• [Action item]
Among the entries below, find the lines with the word "white" and copy them.

• [Point-per-instance localization data]

⁂

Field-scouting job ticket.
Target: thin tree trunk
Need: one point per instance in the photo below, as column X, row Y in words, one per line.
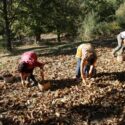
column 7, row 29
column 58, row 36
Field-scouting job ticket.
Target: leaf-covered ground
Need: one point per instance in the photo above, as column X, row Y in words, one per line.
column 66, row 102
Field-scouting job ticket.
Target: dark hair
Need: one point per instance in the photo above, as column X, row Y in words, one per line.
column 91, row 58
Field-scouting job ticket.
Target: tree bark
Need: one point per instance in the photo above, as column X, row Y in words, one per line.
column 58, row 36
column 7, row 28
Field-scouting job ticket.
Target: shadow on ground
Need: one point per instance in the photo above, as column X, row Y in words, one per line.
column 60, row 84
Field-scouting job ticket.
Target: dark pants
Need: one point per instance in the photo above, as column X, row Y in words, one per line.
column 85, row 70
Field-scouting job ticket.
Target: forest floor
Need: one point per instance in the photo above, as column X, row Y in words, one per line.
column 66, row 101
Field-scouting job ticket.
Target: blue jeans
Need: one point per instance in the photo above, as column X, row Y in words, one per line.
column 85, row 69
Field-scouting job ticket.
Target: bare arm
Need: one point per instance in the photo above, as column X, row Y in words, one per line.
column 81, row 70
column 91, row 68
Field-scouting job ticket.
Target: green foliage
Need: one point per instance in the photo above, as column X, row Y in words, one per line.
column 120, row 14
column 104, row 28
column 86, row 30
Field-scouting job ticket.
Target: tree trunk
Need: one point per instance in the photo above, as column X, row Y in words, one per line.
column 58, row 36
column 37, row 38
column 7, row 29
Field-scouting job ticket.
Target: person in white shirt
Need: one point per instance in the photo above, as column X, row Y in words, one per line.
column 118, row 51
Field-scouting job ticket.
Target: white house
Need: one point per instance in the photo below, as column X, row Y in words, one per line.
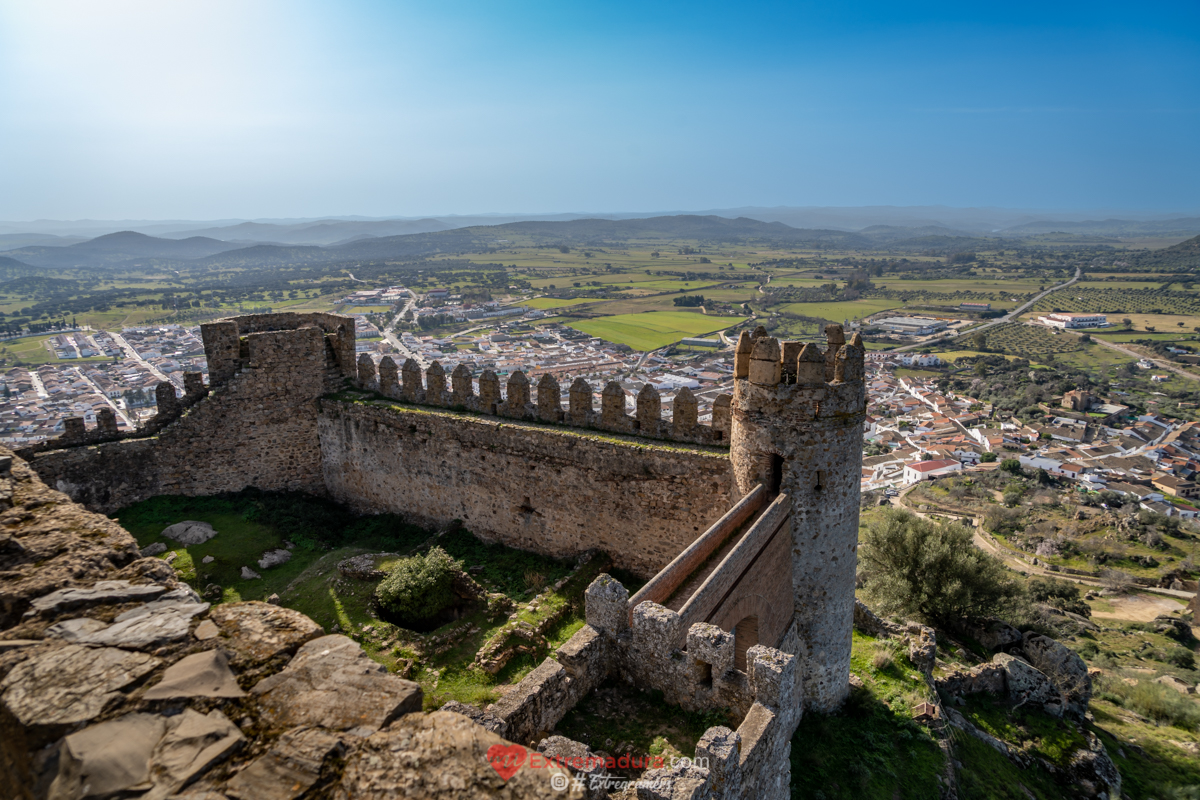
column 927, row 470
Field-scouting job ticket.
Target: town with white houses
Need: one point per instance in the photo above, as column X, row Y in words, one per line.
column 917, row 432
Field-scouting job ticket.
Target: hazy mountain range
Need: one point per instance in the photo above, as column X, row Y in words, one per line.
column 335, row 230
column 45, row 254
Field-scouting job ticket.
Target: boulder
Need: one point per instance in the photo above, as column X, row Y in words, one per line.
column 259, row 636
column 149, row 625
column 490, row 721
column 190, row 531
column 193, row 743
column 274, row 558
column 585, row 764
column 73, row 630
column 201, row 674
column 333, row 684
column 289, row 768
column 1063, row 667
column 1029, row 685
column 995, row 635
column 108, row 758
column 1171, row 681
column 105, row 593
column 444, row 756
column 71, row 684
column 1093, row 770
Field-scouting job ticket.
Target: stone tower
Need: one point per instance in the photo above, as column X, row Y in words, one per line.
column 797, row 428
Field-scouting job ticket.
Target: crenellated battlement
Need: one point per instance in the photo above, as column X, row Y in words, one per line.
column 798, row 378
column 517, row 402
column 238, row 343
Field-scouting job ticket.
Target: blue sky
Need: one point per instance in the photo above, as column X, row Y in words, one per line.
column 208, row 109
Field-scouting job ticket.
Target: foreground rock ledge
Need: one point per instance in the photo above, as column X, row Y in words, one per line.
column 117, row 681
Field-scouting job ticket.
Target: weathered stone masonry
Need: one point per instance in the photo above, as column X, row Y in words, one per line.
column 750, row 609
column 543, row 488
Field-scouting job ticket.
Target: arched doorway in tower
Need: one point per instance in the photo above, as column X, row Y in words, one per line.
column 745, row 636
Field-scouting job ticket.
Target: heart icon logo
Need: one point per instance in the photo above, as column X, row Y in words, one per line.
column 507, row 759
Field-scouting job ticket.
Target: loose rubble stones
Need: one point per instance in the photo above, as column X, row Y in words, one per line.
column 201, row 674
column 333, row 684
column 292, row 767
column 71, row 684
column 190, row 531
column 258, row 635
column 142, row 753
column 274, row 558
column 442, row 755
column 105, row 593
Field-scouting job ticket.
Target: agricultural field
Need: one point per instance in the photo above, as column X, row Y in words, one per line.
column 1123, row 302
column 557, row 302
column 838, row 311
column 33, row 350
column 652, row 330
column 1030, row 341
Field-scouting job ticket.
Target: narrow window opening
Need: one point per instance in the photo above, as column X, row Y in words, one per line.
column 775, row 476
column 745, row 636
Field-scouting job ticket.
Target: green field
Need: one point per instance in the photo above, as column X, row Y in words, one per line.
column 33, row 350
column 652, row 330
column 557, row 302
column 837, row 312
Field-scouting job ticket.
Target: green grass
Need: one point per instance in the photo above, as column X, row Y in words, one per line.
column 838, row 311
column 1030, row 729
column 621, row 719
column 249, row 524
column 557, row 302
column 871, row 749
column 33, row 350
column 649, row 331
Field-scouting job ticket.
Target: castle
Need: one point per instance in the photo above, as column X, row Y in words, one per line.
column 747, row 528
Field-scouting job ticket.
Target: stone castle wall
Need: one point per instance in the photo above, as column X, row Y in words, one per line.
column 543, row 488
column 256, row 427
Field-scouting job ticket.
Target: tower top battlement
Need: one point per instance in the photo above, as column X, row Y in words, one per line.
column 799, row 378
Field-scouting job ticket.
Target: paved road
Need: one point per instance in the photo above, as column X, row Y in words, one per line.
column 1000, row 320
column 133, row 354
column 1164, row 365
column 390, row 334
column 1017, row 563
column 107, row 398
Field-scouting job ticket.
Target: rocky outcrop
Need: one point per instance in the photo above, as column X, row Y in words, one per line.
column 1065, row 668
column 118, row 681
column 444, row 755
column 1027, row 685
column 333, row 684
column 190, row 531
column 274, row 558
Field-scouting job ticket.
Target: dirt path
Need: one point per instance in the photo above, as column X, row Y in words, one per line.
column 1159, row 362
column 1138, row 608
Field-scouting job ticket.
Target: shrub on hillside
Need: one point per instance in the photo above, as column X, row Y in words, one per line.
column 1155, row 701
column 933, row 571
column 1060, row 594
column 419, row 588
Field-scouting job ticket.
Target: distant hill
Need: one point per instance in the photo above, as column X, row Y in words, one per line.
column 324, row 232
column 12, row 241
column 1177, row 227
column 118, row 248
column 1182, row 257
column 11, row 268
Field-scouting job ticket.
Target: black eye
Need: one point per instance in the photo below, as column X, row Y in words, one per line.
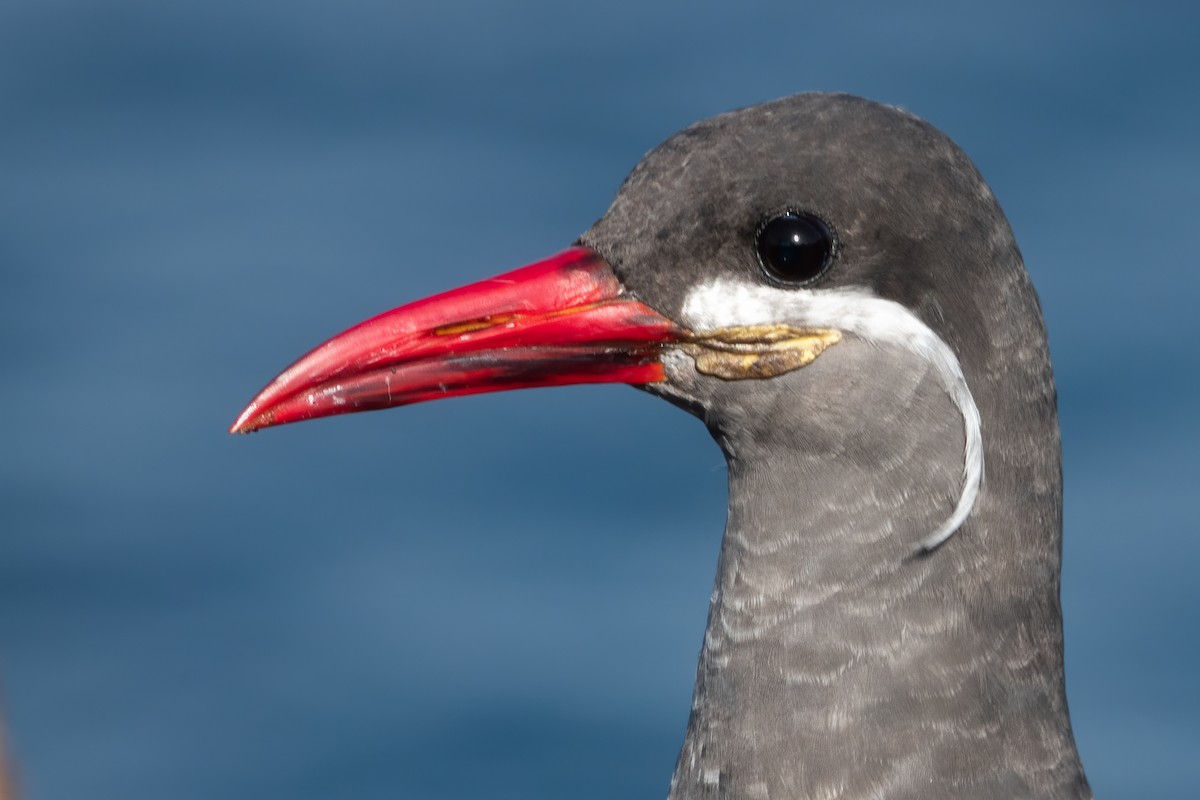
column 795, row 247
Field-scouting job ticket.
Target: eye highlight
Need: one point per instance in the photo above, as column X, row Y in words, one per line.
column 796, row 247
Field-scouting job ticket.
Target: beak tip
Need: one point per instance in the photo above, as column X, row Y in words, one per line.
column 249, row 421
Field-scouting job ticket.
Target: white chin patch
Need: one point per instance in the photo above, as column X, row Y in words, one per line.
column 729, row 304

⁂

• [Result of this exercise]
Target: person in white shirt
Target: white house
Target: town with white houses
Target: white chin patch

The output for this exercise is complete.